Activity: When you copy the entries, match them exactly and omit the pictures.

-- Material for this exercise follows --

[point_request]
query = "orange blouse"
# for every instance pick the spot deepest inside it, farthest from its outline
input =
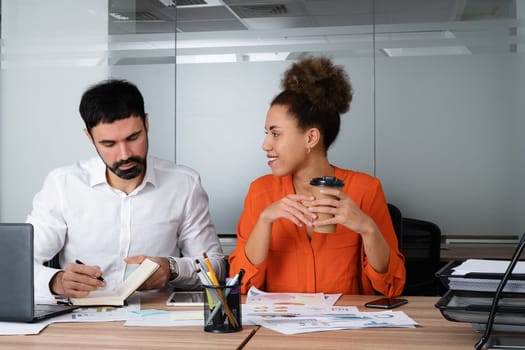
(328, 263)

-- Material for this exercise concluded --

Solution below:
[point_request]
query = "orange blouse"
# for every instance pick the spot deepest inside it, farthest from its outline
input =
(328, 263)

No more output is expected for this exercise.